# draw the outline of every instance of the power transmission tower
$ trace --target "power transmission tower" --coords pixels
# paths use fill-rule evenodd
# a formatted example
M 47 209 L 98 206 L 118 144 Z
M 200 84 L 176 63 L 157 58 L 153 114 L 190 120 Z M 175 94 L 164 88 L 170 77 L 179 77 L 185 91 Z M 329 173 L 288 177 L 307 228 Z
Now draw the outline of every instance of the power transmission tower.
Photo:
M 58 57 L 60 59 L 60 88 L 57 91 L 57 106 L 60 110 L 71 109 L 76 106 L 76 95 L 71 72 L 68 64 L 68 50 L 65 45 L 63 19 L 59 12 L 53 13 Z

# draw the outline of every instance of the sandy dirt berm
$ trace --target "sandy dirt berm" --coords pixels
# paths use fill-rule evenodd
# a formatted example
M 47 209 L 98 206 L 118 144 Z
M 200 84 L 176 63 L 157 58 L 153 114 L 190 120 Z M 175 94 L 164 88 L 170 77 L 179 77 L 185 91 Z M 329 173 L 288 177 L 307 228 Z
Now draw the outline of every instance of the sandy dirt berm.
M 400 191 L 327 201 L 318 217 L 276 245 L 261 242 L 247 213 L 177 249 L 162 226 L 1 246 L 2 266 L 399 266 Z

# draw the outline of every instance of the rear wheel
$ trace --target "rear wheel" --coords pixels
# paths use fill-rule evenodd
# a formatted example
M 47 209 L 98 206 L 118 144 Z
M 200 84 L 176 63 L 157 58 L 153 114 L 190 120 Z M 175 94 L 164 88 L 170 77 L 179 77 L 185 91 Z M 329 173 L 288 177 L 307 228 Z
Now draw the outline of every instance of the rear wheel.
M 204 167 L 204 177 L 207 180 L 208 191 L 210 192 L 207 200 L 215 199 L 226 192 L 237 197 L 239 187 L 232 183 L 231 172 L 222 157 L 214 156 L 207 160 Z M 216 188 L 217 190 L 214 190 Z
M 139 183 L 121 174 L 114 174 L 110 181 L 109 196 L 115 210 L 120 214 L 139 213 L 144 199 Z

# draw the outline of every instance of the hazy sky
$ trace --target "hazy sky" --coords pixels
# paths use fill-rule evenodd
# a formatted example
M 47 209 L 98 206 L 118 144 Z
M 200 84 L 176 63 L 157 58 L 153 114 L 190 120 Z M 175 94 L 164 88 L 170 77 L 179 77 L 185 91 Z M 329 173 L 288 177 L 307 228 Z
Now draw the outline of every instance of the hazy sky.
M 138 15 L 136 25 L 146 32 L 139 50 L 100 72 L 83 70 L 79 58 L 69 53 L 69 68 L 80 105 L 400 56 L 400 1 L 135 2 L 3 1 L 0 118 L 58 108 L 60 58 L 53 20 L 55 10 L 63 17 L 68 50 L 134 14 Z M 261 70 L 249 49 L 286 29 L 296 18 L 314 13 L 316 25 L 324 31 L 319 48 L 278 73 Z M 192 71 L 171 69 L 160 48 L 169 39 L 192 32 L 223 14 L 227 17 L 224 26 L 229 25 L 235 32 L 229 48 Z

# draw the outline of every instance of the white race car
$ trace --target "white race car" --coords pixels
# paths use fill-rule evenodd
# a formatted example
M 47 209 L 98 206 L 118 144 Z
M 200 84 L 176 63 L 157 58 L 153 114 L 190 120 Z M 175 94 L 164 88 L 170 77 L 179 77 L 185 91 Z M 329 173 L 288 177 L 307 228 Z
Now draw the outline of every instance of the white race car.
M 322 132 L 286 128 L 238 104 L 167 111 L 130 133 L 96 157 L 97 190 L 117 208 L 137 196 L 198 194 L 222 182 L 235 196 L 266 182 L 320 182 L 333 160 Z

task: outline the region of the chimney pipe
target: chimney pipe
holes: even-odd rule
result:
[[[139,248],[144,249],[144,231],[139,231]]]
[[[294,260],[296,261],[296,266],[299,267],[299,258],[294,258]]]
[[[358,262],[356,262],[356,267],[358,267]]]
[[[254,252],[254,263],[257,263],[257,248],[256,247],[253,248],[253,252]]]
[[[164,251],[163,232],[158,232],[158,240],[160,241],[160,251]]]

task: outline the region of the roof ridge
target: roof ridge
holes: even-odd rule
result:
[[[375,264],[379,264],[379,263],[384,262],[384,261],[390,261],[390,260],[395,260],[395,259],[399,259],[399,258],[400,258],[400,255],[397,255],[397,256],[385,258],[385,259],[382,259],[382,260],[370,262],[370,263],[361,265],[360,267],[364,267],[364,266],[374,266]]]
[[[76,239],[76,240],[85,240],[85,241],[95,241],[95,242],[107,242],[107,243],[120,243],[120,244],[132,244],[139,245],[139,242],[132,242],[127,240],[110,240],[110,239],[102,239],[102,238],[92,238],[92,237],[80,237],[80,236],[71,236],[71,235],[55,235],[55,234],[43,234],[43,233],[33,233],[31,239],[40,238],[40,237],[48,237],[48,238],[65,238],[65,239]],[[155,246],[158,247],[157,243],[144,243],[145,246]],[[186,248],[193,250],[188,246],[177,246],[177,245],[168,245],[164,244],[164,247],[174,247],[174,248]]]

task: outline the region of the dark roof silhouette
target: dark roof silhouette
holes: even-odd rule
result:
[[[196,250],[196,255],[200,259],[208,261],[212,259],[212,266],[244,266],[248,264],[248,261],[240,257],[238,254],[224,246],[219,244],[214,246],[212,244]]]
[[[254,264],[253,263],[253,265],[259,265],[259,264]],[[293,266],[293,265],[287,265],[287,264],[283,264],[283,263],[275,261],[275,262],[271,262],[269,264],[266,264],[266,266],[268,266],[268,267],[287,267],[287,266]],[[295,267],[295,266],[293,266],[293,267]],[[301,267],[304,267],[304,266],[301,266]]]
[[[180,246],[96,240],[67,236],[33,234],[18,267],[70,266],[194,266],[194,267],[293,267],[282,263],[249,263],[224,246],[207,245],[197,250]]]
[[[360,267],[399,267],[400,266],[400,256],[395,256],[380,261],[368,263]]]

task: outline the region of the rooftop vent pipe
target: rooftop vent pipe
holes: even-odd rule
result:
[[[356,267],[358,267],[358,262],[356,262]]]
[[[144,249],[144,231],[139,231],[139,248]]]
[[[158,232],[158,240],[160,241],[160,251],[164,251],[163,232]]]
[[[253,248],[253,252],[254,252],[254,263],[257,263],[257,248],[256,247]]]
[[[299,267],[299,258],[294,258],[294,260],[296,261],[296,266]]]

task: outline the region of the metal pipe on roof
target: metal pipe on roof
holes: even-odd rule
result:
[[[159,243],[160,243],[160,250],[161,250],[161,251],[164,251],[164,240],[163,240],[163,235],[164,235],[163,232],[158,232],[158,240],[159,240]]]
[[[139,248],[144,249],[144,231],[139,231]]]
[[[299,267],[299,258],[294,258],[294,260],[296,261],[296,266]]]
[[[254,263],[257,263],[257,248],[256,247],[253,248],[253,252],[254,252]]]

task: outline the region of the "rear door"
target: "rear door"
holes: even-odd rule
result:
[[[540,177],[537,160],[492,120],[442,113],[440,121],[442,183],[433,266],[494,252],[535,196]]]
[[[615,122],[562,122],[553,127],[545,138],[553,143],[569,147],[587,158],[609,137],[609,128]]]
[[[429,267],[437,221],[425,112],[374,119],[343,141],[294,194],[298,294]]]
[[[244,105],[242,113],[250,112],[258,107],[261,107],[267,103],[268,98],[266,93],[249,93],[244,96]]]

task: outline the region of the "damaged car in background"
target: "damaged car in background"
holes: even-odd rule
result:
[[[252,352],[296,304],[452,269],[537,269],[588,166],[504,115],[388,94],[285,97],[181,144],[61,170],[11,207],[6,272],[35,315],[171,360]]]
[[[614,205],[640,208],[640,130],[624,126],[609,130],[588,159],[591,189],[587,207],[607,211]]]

----------------------------------------

• ABOUT THIS TASK: Search the material for "silhouette" and copy each matching line.

• WRITTEN ANSWER:
task: outline the region of the dark roof silhouette
target: dark roof silhouette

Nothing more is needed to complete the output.